Study text ::
—————
In the Duke study, researchers exposed healthy chickens to each of the three chemicals -- DEET, permethrin and PB -- individually and then in various combinations.

Doses of each chemical were selected prior to the study by determining the maximum amount a chicken could withstand without showing clinical signs -- a dose representing at least three times the amount soldiers likely received. DEET and permethrin were administered subcutaneously and PB was given orally.

"Even if a person was exposed to one chemical alone at three times the recommended dose, he or she would have remained healthy," Abou-Donia said. "Our first task was to demonstrate the safety of each chemical when used individually."

The chickens exposed to individual chemicals showed no outward signs of illness or debilitation, the researchers said. But chickens exposed to any two chemical combinations exhibited varying degrees of weight loss, diarrhea, shortness of breath, decreased activity, stumbling, leg weakness and a reluctance to walk, impaired flying or tremors. The combination of all three chemicals produced the most severe signs, resulting in total paralysis or death in some chickens.

A laboratory analysis of tissues in the central and peripheral nervous systems showed that multiple chemical exposure caused enlarged axons and axonal degeneration, a sign of widespread nervous system damage.
—————
Data for analysis ::
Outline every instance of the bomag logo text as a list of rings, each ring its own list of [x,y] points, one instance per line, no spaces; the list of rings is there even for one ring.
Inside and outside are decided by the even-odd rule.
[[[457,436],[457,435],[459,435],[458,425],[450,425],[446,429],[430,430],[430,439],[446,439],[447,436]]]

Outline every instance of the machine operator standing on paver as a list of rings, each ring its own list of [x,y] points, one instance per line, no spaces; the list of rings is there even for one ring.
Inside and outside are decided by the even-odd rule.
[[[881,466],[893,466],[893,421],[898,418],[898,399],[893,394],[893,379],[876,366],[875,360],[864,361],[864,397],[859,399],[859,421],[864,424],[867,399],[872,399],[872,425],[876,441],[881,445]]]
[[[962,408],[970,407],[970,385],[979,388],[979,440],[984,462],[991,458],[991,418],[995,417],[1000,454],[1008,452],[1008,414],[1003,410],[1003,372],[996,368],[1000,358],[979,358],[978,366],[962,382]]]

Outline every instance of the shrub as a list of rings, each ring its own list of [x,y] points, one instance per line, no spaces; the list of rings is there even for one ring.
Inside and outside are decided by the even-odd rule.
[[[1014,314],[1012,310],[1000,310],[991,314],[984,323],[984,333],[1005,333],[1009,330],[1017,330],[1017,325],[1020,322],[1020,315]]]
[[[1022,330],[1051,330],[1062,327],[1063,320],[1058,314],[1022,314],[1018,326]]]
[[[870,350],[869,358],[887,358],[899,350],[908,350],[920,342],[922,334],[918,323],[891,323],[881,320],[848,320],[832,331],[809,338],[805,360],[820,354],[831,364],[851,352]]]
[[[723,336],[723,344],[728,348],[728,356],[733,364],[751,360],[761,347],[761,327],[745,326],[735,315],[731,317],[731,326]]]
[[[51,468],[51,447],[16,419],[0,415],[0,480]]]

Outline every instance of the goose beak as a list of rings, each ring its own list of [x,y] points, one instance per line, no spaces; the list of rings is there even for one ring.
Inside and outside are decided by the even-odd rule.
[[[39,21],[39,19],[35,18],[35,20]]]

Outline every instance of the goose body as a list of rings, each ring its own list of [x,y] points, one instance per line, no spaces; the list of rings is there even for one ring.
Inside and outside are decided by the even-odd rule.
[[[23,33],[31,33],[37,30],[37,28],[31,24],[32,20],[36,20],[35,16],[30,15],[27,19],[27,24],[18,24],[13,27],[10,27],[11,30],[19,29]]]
—————
Set of tasks ::
a: From the text on the Duke chemical study, output the stretch from "In the Duke" through "in various combinations." word for word.
b: Decide whether each statement agrees with the text on the Duke chemical study. Answer yes or no, and quote the words from the text that decide it. (i) DEET was given to the chickens orally. (ii) Chickens exposed to a single chemical showed no outward signs of illness. (iii) The combination of all three chemicals produced the most severe signs.

Solutions to the exercise ::
a:
In the Duke study, researchers exposed healthy chickens to each of the three chemicals -- DEET, permethrin and PB -- individually and then in various combinations.

b:
(i) No: "DEET and permethrin were administered subcutaneously and PB was given orally."
(ii) Yes: "The chickens exposed to individual chemicals showed no outward signs of illness or debilitation"
(iii) Yes: "The combination of all three chemicals produced the most severe signs"